[Your assignment]:
This exercise calls for the line with "task | identify every instance of the orange", the line with "task | identify every instance of the fox with", and all lines between them in the material below, output exactly and with no other lines.

[Given records]:
++++++++
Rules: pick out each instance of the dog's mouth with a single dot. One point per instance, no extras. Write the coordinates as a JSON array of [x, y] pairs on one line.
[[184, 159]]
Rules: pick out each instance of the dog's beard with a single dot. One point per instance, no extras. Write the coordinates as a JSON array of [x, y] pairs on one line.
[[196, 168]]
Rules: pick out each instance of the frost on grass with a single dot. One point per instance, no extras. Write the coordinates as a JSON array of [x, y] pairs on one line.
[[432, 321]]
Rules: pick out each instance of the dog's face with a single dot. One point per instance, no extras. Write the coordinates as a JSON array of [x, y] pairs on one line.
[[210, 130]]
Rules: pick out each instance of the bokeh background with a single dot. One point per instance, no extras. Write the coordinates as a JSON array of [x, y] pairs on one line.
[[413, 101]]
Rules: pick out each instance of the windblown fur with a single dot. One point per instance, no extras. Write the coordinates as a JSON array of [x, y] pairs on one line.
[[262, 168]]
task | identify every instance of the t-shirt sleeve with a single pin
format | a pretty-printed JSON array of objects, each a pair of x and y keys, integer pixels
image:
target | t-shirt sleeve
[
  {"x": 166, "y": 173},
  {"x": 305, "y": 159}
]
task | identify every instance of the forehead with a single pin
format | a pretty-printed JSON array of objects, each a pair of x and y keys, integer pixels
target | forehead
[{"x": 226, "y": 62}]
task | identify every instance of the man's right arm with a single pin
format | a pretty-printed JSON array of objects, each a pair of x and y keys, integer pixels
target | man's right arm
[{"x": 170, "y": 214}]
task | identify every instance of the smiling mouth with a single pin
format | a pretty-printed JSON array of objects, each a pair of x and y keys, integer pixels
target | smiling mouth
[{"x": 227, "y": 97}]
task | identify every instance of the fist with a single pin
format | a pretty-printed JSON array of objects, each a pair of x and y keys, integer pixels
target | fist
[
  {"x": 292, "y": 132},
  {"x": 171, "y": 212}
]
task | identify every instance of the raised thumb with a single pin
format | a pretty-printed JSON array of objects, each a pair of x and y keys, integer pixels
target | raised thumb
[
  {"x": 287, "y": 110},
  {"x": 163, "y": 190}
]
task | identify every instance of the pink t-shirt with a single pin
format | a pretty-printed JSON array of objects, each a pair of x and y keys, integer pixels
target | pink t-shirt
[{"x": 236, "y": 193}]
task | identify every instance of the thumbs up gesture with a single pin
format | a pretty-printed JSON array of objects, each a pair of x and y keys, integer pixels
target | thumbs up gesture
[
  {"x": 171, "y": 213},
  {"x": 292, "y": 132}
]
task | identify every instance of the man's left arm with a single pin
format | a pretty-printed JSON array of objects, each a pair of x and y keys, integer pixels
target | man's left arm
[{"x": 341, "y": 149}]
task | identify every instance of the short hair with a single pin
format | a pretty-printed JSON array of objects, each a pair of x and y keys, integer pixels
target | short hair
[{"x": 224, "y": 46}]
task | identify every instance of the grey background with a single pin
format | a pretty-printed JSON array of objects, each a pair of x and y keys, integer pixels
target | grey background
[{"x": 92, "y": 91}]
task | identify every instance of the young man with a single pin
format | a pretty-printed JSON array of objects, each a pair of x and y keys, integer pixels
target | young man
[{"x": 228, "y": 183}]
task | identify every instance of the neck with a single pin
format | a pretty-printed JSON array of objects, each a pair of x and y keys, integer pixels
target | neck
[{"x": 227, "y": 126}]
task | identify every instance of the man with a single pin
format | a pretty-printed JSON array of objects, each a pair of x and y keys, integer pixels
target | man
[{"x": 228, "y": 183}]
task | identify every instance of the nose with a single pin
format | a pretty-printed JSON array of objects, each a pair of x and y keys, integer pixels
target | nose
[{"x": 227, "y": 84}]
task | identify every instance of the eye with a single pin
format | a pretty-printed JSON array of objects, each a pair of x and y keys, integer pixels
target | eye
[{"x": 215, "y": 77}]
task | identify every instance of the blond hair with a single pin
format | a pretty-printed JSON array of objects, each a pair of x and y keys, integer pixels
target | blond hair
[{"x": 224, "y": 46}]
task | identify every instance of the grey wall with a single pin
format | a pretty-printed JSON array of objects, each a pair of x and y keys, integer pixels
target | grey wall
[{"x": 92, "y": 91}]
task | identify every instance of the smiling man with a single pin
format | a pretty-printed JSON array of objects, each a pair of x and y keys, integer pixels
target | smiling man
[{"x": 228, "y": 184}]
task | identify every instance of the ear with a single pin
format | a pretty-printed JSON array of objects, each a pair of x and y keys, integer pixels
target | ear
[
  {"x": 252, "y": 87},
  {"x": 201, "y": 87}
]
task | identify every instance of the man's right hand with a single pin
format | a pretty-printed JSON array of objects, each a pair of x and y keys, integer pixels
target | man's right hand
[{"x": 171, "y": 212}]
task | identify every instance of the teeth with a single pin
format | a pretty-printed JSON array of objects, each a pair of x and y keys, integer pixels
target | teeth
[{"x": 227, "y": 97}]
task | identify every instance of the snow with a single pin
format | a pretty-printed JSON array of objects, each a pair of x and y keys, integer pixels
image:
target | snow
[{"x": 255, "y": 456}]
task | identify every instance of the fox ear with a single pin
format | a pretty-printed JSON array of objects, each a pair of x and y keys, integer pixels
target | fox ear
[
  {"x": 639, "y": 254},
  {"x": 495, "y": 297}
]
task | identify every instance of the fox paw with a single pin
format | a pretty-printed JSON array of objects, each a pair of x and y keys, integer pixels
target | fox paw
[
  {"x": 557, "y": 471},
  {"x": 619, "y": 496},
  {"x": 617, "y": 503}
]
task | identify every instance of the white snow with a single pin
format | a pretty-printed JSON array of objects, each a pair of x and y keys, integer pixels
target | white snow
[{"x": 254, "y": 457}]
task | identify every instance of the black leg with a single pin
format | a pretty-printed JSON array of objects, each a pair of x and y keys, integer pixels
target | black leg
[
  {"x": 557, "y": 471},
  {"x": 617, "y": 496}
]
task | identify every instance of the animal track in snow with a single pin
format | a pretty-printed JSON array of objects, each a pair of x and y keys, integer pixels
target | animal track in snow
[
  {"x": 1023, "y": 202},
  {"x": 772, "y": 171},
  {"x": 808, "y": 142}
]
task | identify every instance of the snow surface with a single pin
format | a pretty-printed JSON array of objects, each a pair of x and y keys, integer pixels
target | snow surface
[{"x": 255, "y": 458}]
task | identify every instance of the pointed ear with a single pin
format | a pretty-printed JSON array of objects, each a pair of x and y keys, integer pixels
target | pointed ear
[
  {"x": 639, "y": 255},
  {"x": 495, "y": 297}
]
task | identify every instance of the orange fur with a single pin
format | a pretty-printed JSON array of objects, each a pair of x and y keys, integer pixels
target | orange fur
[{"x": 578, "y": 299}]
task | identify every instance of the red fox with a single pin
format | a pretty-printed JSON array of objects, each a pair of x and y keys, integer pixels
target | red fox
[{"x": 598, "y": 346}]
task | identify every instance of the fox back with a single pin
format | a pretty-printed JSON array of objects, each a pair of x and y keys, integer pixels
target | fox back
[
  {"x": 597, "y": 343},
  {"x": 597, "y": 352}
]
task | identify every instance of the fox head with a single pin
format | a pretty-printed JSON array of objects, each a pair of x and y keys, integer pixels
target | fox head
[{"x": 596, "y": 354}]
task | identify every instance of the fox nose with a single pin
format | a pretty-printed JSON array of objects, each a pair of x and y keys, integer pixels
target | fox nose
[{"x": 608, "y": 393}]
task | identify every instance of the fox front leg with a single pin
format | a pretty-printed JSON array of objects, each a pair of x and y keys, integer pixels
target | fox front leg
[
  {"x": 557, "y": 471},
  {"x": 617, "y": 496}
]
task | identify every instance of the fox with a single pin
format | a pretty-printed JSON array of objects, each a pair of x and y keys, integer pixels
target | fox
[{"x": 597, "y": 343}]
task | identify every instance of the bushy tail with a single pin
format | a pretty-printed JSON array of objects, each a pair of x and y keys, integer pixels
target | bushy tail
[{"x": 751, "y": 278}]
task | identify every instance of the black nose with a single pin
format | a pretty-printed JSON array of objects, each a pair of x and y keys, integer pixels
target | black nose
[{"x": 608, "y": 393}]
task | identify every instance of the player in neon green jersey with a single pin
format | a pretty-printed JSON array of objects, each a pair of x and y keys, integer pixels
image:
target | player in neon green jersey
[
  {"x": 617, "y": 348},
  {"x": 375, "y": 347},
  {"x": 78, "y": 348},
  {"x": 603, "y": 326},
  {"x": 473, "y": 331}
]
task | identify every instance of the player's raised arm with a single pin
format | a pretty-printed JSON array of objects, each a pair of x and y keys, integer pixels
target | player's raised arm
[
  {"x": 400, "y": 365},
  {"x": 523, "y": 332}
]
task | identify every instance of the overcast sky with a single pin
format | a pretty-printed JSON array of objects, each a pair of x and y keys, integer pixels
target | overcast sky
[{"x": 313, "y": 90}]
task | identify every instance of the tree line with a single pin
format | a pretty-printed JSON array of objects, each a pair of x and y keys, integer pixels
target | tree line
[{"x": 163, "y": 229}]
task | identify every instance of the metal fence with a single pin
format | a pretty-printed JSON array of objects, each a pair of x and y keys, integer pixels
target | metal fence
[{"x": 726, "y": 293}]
++++++++
[Written response]:
task | identify every instance of the orange fur with a single pin
format | a pretty-printed JSON array of objects, each a pair of x and y keys, integer pixels
target | orange fur
[{"x": 578, "y": 299}]
task | identify every instance of the red fox with a single pin
format | a pretty-printed JSON array of objects, each a pair of x and y keys, integer pixels
target | red fox
[{"x": 598, "y": 346}]
task | identify every instance of the fox back with a single pin
format | a pretty-printed JSON array of objects, each a pair of x and y keys, integer pixels
target | fox back
[
  {"x": 597, "y": 343},
  {"x": 597, "y": 352}
]
task | identify every instance of the fox head with a single pin
format | a pretty-printed JSON array of objects, each a pair of x and y keys, integer pixels
target | fox head
[{"x": 596, "y": 354}]
task | identify every instance of the fox nose with a single pin
format | a pretty-printed JSON array of objects, each a pair of x and y keys, integer pixels
target | fox nose
[{"x": 608, "y": 393}]
task | identify every instance of the fox front leg with a single pin
format | a pretty-printed JSON array of objects, each a pair of x and y keys, integer pixels
target | fox front leg
[
  {"x": 557, "y": 471},
  {"x": 617, "y": 496}
]
task | identify every instance of the fox with a single pin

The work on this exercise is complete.